Natural-language object grounding data:
####
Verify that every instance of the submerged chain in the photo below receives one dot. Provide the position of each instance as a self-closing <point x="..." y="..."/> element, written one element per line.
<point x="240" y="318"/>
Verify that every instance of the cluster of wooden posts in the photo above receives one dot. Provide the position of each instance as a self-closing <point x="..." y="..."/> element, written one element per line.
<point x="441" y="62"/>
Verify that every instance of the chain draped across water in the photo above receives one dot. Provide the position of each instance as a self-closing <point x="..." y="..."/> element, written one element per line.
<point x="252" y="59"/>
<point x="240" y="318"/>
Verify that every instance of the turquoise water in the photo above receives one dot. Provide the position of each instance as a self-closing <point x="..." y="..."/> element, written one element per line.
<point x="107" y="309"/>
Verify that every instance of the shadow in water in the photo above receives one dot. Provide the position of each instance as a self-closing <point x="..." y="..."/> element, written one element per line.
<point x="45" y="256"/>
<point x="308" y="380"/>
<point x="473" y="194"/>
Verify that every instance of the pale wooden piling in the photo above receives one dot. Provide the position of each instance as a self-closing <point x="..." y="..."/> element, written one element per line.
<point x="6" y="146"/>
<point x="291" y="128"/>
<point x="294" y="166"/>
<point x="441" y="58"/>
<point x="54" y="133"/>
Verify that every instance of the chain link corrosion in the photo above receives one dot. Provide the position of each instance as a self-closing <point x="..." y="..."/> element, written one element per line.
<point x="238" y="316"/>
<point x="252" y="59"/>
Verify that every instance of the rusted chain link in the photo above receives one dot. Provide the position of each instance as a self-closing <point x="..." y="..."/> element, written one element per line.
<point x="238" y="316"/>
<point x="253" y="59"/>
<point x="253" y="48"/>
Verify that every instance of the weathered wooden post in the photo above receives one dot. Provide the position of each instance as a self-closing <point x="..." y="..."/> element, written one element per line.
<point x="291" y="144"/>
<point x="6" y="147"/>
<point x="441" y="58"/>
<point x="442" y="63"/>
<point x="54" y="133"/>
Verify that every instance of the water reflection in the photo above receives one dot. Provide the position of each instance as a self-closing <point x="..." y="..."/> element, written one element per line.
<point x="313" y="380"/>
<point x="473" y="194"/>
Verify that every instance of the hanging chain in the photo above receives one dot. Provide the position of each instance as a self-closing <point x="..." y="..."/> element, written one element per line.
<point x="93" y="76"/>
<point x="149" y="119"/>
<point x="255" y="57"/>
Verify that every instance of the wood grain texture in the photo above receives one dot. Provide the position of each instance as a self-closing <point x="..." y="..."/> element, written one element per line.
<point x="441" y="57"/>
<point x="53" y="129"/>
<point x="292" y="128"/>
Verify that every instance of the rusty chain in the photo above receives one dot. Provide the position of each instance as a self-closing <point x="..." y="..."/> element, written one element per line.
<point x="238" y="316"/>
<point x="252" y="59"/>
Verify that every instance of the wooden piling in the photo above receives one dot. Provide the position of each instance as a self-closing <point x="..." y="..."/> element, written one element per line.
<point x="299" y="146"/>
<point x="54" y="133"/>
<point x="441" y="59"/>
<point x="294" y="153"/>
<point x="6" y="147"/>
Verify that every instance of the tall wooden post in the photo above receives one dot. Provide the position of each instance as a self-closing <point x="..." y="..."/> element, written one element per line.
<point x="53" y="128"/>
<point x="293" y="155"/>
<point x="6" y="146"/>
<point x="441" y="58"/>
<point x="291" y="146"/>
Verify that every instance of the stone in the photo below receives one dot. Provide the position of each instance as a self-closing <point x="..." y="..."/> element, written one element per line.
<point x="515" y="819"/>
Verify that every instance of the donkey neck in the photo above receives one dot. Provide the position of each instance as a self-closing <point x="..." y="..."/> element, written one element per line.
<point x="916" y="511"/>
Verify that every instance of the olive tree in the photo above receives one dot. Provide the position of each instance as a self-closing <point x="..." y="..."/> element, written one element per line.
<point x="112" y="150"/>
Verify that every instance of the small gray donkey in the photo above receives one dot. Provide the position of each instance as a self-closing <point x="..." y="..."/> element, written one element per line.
####
Copy all of the data exactly. Skip nothing.

§ **Output of the task**:
Verify that every instance of the submerged chain in the photo below receives one dot. Provide the position of each instance as a self-closing <point x="..." y="..."/> element, written one element per line.
<point x="240" y="318"/>
Verify that every instance of the cluster of wooden posts in the photo above receives one dot. Provide the position of each instance as a self-closing <point x="..." y="..."/> element, written one element per line.
<point x="441" y="62"/>
Verify that every instance of the chain draped across water in the photo above receives one dot. Provide the position of each instance as a self-closing <point x="..." y="..."/> element, written one element per line.
<point x="252" y="59"/>
<point x="240" y="318"/>
Verify that every instance of the turquoise water in the photo above receives one dot. Provide the position of each instance as a self-closing <point x="..." y="..."/> element, written one element per line.
<point x="107" y="309"/>
Verify that every instance of the shadow in water in the photo above receives one dot. Provide the position of each instance as a self-closing <point x="..." y="..."/> element, written one element per line.
<point x="45" y="256"/>
<point x="308" y="380"/>
<point x="473" y="194"/>
Verify that every instance of the pale wooden piling in the photo above receives one dot. Provide the position of each instance as a self-closing <point x="..." y="..."/> element, written one element per line.
<point x="6" y="146"/>
<point x="291" y="128"/>
<point x="294" y="166"/>
<point x="441" y="58"/>
<point x="54" y="133"/>
Verify that every instance of the chain link corrosion in the photo above receives one dot. Provide the position of each instance as a self-closing <point x="..." y="..."/> element, written one element per line.
<point x="238" y="316"/>
<point x="252" y="59"/>
Verify that every instance of the rusted chain link in the photo above receives one dot. Provide the position of each instance as a self-closing <point x="..." y="..."/> element, written one element per line.
<point x="238" y="316"/>
<point x="253" y="59"/>
<point x="253" y="48"/>
Verify that every instance of the weathered wooden post in the photo above receives one dot. Provide the position of each instance as a self-closing <point x="..." y="..."/> element, written one element per line.
<point x="291" y="144"/>
<point x="6" y="147"/>
<point x="441" y="58"/>
<point x="442" y="63"/>
<point x="54" y="133"/>
Verify that every instance of the water reflection in the photo above receives one dot. Provide the position of each instance as a self-closing <point x="..." y="..."/> element, written one element per line.
<point x="313" y="380"/>
<point x="473" y="194"/>
Verify that every instance of the hanging chain in the photo above receives one dot. Provide the position of each instance as a self-closing <point x="..." y="..."/> element, written one element per line.
<point x="93" y="76"/>
<point x="149" y="119"/>
<point x="255" y="57"/>
Verify that every instance of the wood grain texture in the photo above receives one dot. Provide the position of each instance as a self-closing <point x="..." y="..."/> element, written one element per line.
<point x="441" y="57"/>
<point x="53" y="129"/>
<point x="292" y="128"/>
Verify that every instance of the rusty chain in the photo above receives one dot. Provide the position of each instance as a self-closing <point x="..." y="..."/> element, written one element per line.
<point x="238" y="316"/>
<point x="252" y="59"/>
Verify that every instance of the wooden piling in the photo above receives one dot. Provide the position of each instance as a self-closing <point x="..." y="..."/> element, written one element per line.
<point x="299" y="146"/>
<point x="54" y="133"/>
<point x="441" y="59"/>
<point x="294" y="153"/>
<point x="6" y="147"/>
Verify that every instance of the tall wooden post in the photo above receives one dot. Provide the position of each instance as a self-closing <point x="..." y="..."/> element, written one element per line.
<point x="53" y="128"/>
<point x="293" y="155"/>
<point x="6" y="146"/>
<point x="441" y="58"/>
<point x="291" y="146"/>
Verify that every instance of the stone in the photo below receives one dot. Provide the position of each instance as a self-closing <point x="..." y="..."/> element, written one element per line.
<point x="515" y="819"/>
Verify that every instance of the donkey neck in the photo above receives one dot. Provide the position of each instance as a self-closing <point x="..." y="..."/> element, written one element per line.
<point x="916" y="511"/>
Verify that every instance of the olive tree in the photo above receives one dot. Provide the position of each instance as a self-closing <point x="..." y="..."/> element, written one element per line.
<point x="112" y="150"/>
Verify that every instance of the small gray donkey in the photo above receives one dot. Provide the position of each instance as a self-closing <point x="..." y="..."/> element, written one element per line.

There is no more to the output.